Muhafazakârlığın devrim ve radikal değişme boyutuna ilişkin bir tutum sergilediği üzerinde durulmaktadır. Muhafazakârlığın tepkici tutumunun yanında ılımlı tarafının olduğu üzerinde duran bir kesimin varlığı söz konusudur. Özipek’e göre, devrime karşı olan muhafazakâr tepki özellikle Kıta Avrupası’nda yoğun bir şekilde hissedilen tüm yönleriyle devrim karşıtı şeklinde kendini tepkici muhafazakârlık olarak sunmaktadır. Anglo Amerikan muhafazakârlığı ise daha ılımlı muhafazakârlık olarak kendini şekillendirmektedir. Edmund Burke’den Russel Kirk’e kadar uzanan ılımlı muhafazakârlık diyebileceğimiz durum ise devrimci değişimden yakınan ama tedrici değişimden yana olanları ifade etmektedir. Değişimin radikal boyutuna karşı ama değişimin doğrudan karşı olmayan muhafazakâr fikriyatın değişimin niteliğini vurgulayan düşünürleri ılımlı muhafazakâr olarak anılmaktadır. Ilımlı muhafazakârlar, tecrübe gibi değerlere önem vermekle birlikte, salt aklın önemsenmesi gerektiği fikrine karşı insanın kusurlu doğası olduğunu vurgulamaktadır (Özipek, 2013: 68). Aydınlanma ile birlikte şekillenen insan aklının kusursuzluğuna karşı, insan aklının ve insan doğasının kusurlu yapısına vurgusu muhafazakârların karşı durdukları noktayı tanımlayabilmektedir.

Aydınlanma felsefesinin temel düsturu Goethe’nin Faust kitabında vurguladığı gibi “çok şey biliyorum ama her şeyi bilmeliyim” minvalindedir. Genel olarak aydınlanma düşünürleri doğma ve önyargılara buna gelenekte diyebiliriz, akıllarıyla karşı duruş sergilemişlerdir. Muhafazakârlıkta aydınlanma aklına karşı geleneği savunan bir tepki mekanizması olarak yorumlanabilmiştir (Güngörmez, 2004: 12). Muhafazakârlara göre, kişiye aidiyet duygusu veren, kişiyi köksüzlük hissiyatına düşmesini engelleyen veyahut koruyan, kimliğinin bilincine varmasına vesile olan gelenektir (Erdoğan, 2004: 5). Gelenek toplumun bir aradalığını ve bu bir aradalığın sürdürülmesini sağlayan değerlerden biri olarak ifade edilebilir.

(Yapılacak işler)
a - Okuma parçasında "Aydınlanma felsefesinin temel düsturu" sözleriyle başlayan paragrafı, ana bilgilerini koruyarak madde madde yeniden yazın.
b - Muhafazakârlık ve gelenek konulu okuma parçasının devamını, son cümlesinden sonrasını getirecek şekilde yazın.

Veri kümesi kayıtları:
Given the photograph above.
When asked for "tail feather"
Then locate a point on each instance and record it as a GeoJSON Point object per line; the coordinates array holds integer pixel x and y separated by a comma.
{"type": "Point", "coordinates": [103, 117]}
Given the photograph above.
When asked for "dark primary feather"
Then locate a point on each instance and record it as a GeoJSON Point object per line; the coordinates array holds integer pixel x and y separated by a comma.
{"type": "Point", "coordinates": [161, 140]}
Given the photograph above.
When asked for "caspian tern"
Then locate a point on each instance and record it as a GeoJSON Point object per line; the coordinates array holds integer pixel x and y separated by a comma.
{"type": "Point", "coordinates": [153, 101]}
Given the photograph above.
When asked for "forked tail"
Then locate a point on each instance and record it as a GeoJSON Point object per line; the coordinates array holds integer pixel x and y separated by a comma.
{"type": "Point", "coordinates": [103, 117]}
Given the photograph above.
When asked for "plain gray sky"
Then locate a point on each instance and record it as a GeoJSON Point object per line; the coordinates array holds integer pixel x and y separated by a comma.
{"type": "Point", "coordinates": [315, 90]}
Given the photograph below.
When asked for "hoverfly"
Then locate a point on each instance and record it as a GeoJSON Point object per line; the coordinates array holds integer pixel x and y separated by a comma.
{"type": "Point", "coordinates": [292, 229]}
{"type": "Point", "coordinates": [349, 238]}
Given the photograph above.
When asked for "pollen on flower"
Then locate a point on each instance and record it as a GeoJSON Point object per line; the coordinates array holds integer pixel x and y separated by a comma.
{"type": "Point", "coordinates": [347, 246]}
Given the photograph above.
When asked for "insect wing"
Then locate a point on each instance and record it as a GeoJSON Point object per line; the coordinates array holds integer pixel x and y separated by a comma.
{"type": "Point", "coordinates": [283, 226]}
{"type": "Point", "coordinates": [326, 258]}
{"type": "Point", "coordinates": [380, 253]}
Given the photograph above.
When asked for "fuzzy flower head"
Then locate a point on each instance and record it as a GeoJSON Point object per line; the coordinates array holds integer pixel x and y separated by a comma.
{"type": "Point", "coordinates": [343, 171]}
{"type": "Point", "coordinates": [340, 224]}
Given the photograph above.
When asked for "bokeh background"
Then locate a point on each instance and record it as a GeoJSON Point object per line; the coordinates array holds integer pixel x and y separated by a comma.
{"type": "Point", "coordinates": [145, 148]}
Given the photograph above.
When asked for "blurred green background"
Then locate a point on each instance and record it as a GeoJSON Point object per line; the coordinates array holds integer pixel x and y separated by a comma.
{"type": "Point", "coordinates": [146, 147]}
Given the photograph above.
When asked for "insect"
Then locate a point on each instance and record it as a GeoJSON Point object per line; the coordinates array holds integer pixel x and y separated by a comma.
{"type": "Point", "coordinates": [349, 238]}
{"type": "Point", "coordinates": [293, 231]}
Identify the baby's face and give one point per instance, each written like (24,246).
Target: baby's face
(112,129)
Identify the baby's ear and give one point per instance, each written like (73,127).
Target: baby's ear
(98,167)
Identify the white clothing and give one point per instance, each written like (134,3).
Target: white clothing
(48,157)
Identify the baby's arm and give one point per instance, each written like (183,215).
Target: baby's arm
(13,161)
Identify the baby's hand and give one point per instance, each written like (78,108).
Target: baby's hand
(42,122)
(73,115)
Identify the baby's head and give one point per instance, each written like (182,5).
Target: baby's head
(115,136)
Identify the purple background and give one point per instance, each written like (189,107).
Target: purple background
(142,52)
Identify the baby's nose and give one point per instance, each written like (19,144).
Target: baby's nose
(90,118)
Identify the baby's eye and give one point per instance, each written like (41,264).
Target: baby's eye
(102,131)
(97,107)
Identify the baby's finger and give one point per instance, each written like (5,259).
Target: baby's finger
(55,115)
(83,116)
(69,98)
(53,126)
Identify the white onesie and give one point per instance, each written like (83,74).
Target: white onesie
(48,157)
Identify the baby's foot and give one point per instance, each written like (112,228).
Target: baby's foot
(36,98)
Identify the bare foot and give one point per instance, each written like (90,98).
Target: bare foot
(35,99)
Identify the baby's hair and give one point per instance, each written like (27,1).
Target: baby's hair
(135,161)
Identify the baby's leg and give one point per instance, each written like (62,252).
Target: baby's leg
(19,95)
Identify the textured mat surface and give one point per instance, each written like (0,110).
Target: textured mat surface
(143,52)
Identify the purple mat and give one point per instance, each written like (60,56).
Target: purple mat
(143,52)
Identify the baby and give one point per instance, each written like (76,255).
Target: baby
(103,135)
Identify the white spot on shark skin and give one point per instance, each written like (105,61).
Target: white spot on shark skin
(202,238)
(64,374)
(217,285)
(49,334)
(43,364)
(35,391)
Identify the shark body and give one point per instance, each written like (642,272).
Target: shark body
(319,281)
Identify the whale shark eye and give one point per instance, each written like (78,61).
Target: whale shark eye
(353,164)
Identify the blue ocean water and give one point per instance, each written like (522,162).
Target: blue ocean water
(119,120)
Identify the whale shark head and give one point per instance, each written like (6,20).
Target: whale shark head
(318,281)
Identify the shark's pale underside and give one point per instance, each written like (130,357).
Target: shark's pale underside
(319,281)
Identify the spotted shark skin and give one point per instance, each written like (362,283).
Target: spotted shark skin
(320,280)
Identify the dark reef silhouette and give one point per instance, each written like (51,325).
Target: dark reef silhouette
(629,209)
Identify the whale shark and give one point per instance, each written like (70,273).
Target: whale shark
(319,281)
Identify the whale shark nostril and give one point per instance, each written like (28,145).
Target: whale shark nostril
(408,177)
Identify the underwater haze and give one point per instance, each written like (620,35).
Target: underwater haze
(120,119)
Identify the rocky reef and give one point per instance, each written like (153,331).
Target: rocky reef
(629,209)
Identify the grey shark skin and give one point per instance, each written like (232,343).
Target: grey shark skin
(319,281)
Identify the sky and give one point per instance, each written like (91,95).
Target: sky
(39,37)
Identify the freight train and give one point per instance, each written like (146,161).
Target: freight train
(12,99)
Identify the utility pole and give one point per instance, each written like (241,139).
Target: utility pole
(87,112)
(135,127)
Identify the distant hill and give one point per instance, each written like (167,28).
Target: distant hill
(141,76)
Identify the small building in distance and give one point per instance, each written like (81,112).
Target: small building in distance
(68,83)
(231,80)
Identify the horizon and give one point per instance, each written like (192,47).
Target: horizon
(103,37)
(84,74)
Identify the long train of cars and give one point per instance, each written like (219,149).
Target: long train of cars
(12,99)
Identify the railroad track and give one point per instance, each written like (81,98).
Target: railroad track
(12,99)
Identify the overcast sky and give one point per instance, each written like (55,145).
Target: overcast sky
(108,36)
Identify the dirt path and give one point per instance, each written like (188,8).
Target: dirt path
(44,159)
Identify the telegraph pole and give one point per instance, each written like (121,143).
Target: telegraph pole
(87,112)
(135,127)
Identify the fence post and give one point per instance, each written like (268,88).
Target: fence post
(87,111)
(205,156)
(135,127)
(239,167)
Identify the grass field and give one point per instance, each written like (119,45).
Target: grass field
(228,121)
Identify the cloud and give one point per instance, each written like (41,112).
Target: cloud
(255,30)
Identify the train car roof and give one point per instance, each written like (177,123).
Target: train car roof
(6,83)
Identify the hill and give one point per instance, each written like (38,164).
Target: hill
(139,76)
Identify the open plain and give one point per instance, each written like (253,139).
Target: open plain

(Görevlere göre yanıtlar)
a -
- Aydınlanma felsefesinin temel düsturu, Goethe'nin Faust kitabında vurguladığı gibi "çok şey biliyorum ama her şeyi bilmeliyim" anlayışıdır.
- Aydınlanma düşünürleri genel olarak önyargılara ve geleneğe akıllarıyla karşı durmuştur.
- Muhafazakârlık, aydınlanma aklına karşı geleneği savunan bir tepki mekanizması olarak yorumlanmıştır (Güngörmez, 2004: 12).
- Muhafazakârlara göre gelenek kişiye aidiyet duygusu verir, onu köksüzlük hissinden korur ve kimliğinin bilincine varmasını sağlar (Erdoğan, 2004: 5).
- Gelenek, toplumun bir aradalığını ve bu bir aradalığın sürmesini sağlayan değerlerden biridir.

b -
Mollaer’e göre, muhafazakârlık Fransız Devrimi’ne tepki olarak ortaya çıkışından sonra, rasyonel aklın bilgisine karşı kuşkucu, gelenek ile toplumsal hiyerarşi algısını birleştiren, toplumun yeniden kurma ve düzenleme fikrine karşı tepkici bir ideoloji olarak doğmuştur. Sonralar da ise kapitalizmin önemli bir

(18)

parçasını teşkil etmiştir. En nihayetinde muhafazakârlık sosyal değişmeye ve kapitalist modernleşmeye değil devrimlere karşı duruşuyla ifade edilmektedir (Mollaer, 2014). Tepki zaman içinde yumuşamış, ideolojik olarak konumlanan muhafazakârlık bireylerin yaşantılarında kültürel boyut alarak şekillenmeye başlamıştır.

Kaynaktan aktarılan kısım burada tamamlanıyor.